● **YOUR GOAL**
Please copy every one of the records below word for word, reproducing each line without any change.

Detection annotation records
● ● ● ●
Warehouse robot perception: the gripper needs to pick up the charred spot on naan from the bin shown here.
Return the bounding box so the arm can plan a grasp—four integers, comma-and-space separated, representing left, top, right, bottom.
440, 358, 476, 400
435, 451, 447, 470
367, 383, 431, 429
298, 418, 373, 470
● ● ● ●
● **SOLUTION TO THIS TASK**
Warehouse robot perception: the gripper needs to pick up the charred spot on naan from the bin shown here.
Return the bounding box so the arm can plan a grasp—four integers, comma-and-space separated, representing left, top, right, bottom.
440, 358, 476, 400
435, 451, 447, 470
367, 383, 431, 429
298, 418, 373, 470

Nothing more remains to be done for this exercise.